**WHAT TO WORK ON**
From the post on the lawsuit against nuclear expansion in Georgia, copy word for word the passage that begins with the words "The coalition includes" and ends with "Environmental Defense League.".

**EXTRACT**
Friday, October 30, 2009

Suit Filed to Stop Nuclear Expansion in Georgia

Yesterday, lawyers and students at the Emory University Turner Environmental Law Clinic filed suit in the DC Circuit on behalf of a coalition of environmental groups to reverse a federal Nuclear Regulatory Commission (NRC) decision from earlier this year. The NRC granted Georgia Power, a subsidiary of Southern Company, an early site permit (ESP) to build new reactors at its Plant Vogtle facility near Atlanta. The petition contends that: "the NRC violated the Atomic Energy Act, 42 U.S.C. § 201 1 et seq., the National Environmental Policy Act [(NEPA)], 42 U.S.C. § 4321 et seq., the Administrative Procedure Act, 52 U.S.C. § 701 et seq.," and their implementing regulations. Petitioners seek review and reversal of the permit(s) issued for the site, as well as an injunction, presumably against any construction that may commence as a result of the permits.

The coalition includes the Center for a Sustainable Coast, Savannah Riverkeeper, Southern Alliance for Clean Energy (SACE) (a former client of mine), Georgia Women’s Action for New Directions (WAND), and the Blue Ridge Environmental Defense League.

**EXERCISE DATA**
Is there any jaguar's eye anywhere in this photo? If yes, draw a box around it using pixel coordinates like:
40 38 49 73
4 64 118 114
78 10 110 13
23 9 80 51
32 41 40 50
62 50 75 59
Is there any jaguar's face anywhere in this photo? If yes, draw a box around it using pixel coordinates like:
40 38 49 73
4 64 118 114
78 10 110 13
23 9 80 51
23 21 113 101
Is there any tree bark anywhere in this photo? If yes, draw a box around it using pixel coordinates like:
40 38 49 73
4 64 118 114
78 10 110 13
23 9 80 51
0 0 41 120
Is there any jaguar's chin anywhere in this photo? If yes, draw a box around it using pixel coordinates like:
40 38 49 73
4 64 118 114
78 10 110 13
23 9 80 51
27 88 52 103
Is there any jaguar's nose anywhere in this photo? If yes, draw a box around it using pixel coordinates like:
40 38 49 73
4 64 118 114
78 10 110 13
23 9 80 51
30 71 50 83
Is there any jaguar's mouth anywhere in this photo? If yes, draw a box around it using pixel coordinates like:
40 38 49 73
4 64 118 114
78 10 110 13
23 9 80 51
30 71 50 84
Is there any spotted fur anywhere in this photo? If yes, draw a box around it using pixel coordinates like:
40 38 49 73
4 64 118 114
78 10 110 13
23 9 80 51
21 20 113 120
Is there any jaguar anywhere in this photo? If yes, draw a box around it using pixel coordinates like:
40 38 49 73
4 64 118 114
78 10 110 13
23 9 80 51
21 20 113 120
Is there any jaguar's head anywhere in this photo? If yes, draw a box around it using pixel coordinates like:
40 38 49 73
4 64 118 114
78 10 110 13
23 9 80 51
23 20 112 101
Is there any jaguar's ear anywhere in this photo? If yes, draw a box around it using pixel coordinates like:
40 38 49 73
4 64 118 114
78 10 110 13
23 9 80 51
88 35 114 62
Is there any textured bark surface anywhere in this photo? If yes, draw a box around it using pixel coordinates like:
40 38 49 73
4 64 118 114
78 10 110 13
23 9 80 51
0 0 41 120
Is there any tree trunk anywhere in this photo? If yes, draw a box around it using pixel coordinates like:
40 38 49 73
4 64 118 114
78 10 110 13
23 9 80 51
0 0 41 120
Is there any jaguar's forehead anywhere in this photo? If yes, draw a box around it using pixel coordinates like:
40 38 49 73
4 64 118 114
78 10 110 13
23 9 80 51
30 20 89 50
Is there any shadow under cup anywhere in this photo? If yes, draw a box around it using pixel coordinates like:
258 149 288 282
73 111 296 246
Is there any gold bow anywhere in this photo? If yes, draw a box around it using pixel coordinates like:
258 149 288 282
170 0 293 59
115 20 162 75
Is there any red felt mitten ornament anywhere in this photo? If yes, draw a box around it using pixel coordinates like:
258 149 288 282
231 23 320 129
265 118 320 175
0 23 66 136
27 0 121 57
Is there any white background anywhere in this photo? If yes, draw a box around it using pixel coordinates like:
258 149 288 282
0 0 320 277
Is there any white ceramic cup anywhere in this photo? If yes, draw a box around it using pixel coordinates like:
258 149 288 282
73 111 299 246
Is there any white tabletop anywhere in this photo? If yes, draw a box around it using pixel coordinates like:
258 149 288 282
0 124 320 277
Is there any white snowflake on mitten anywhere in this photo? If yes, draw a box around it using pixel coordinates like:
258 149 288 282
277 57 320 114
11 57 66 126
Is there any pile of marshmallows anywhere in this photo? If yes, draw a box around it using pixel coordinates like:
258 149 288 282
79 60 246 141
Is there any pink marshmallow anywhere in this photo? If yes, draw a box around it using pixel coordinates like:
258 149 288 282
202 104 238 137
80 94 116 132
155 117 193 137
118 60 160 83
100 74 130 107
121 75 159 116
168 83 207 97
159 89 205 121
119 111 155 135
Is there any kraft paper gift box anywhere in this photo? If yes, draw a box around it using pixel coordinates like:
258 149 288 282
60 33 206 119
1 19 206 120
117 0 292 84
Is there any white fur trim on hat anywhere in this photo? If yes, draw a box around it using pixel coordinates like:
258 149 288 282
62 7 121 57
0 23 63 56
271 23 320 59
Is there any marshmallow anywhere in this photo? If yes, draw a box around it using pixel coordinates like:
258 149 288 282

**WRITTEN REPLY**
The coalition includes the Center for a Sustainable Coast, Savannah Riverkeeper, Southern Alliance for Clean Energy (SACE) (a former client of mine), Georgia Women’s Action for New Directions (WAND), and the Blue Ridge Environmental Defense League.